Bollywood Review: Tashan

jackie-chan
Contributor

Few films from the Bollywood system have arrived this year with as much advance hype as Tashan. Its director, Vijay Krishna Acharya, makes his debut here after writing the scripts for the mega-successful Dhoom franchise. Its headline cast is pretty stellar, starting with Saif Ali Khan and Kareena Kapoor (reteaming here after a stellar showing in Omkara), and rounded out by Akshay Kumar (the man who is Khiladi) and Anil Kapoor (Bollywood’s resilient, jowly ham). The all-important songs are by the venerable Vishal-Shekhar team. The promotion is everywhere, though cleverly it has mostly focused on the soundtrack. Actual footage of the film has been scarce prior to release. There’s a certain swagger to this tactic, a confidence borne out by a recent interview with Khan, in which he called it “similar to the way Led Zeppelin released their fourth album.” The recently beleaguered Yash Raj production house, and the Indian press, saw this as the surest thing for miles.

No such luck. The critics have been less than kind, but popular opinion has been positively venomous. Comments on IMDB have ranged from the disappointed to the utterly murderous (a kind sample: “Tashan sucks from top to bottom”), and a poll on Planet Bollywood has 60% responding unfavorably. But what of the receipts? Bad news there as well. On a cost of 40 crores, the film has thus far failed to recoup even half. In short: a trainwreck on every level.

Here’s the dirty secret, though: Tashan is, though flawed, hugely enjoyable. Imagine if Tony Scott cleaned up his editing act and decided to make a musical. Tashan would be the result. That’s actually a recommendation.

More after the break.

The story is thus: The improbably named Jimmy Cliff (Khan) is hired to teach English to vulgar mob don Bhaiyyaji (Anil Kapoor) by his beautiful assistant, Pooja (the less jowly Kapoor). She quickly ropes Jimmy into a scheme to steal from her boss, but leaves him in the lurch after disappearing with the cash. Bhaiyyaji, furious, sends Jimmy to capture Pooja and the money with the supervision of village tough Bachchan Pandey (Kumar). It’s a pretty straight neo-noir road movie for the first half, and much more streamlined than the usual masala picture, though this comes with a price. While the plot motors along at a pleasing rattle, one of the prime pleasures of a Bollywood blockbuster is slightly undercut: the film is frontloaded with item songs, and they’re actually a little bit underwhelming. The first clutch of numbers are melodically DOA and staged with an alarming lack of imagination. While the unnecessary nature of many Bollywood songs can be part of their charm, here they stop the film dead in its tracks. It’s all the more baffling since Acharaya elsewhere displays a knack for glib, funny dialogue, expansive widescreen compositions and snappy editing. His pacing problems keep the pre-interval section of Tashan from being totally effective.

** Exercise tasks **
a) Name every character in the story summary of the Tashan review.
b) Decide whether each statement agrees with the Tashan review, answering yes or no and quoting the words that settle it: (i) The film cost 40 crores. (ii) Footage of the film was widely shown before its release. (iii) In a poll on Planet Bollywood, 60% of respondents answered unfavorably.
c) Translate this sentence from the Tashan review into French: "The all-important songs are by the venerable Vishal-Shekhar team."

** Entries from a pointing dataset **
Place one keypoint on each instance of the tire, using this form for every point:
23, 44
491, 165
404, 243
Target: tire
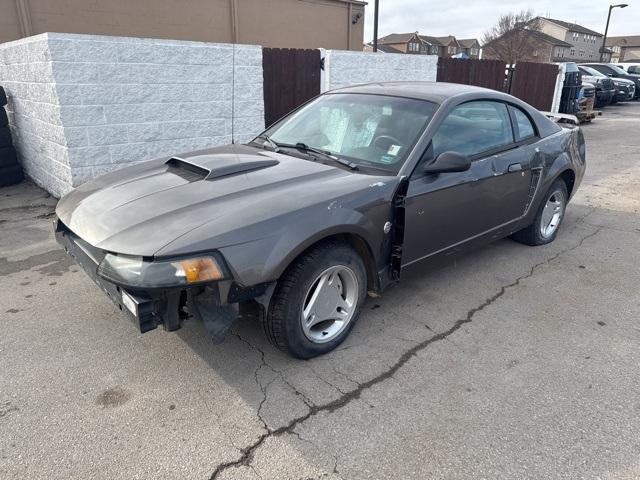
8, 157
5, 137
335, 274
11, 175
535, 234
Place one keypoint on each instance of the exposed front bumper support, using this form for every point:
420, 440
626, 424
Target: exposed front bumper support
215, 304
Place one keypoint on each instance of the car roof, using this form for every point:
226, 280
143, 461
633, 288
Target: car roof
436, 92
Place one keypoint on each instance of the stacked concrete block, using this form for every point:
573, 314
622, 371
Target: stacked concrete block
33, 111
102, 103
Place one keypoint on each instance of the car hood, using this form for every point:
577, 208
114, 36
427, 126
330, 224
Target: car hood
140, 210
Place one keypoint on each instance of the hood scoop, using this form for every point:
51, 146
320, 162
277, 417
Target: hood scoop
192, 171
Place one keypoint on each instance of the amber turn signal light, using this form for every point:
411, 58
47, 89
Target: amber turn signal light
200, 270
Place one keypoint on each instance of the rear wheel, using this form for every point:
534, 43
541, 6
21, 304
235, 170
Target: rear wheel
547, 222
317, 301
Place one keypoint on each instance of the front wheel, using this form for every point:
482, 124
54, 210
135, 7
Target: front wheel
547, 222
317, 301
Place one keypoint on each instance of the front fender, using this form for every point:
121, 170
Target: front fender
266, 259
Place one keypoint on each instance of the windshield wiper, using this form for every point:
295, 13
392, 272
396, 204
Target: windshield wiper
306, 148
274, 145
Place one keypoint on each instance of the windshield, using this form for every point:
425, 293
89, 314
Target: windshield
617, 69
366, 130
592, 72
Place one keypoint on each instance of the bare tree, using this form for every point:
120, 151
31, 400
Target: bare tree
512, 38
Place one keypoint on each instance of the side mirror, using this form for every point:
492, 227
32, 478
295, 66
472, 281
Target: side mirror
449, 162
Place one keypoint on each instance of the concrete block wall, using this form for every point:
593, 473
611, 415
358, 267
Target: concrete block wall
344, 68
115, 101
34, 115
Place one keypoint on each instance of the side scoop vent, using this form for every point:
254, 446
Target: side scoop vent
192, 171
189, 171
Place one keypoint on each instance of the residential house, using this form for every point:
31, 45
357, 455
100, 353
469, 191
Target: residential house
410, 43
470, 47
586, 44
536, 46
381, 48
414, 43
336, 24
550, 40
625, 49
446, 46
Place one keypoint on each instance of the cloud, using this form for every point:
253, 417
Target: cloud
468, 18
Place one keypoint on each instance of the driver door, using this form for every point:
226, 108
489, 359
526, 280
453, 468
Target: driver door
445, 210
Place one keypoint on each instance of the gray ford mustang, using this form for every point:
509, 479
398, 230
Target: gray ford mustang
332, 202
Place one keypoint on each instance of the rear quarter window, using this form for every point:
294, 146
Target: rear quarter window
524, 127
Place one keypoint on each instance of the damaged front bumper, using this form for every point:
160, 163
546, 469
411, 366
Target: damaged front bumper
216, 304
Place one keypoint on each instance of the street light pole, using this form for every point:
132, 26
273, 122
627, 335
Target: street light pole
606, 29
375, 26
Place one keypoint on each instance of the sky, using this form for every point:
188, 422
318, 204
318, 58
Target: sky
469, 18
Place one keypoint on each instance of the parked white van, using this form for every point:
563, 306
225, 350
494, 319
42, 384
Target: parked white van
633, 68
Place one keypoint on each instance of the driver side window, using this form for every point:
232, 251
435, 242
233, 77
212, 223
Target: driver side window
474, 128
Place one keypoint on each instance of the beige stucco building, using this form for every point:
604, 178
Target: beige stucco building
335, 24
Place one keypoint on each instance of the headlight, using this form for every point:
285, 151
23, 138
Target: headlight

** Full solutions **
a) Jimmy Cliff, Bhaiyyaji, Pooja, Bachchan Pandey

b)
(i) Yes: "On a cost of 40 crores"
(ii) No: "Actual footage of the film has been scarce prior to release."
(iii) Yes: "a poll on Planet Bollywood has 60% responding unfavorably"

c) Les chansons, d'une importance capitale, sont l'œuvre de la vénérable équipe Vishal-Shekhar.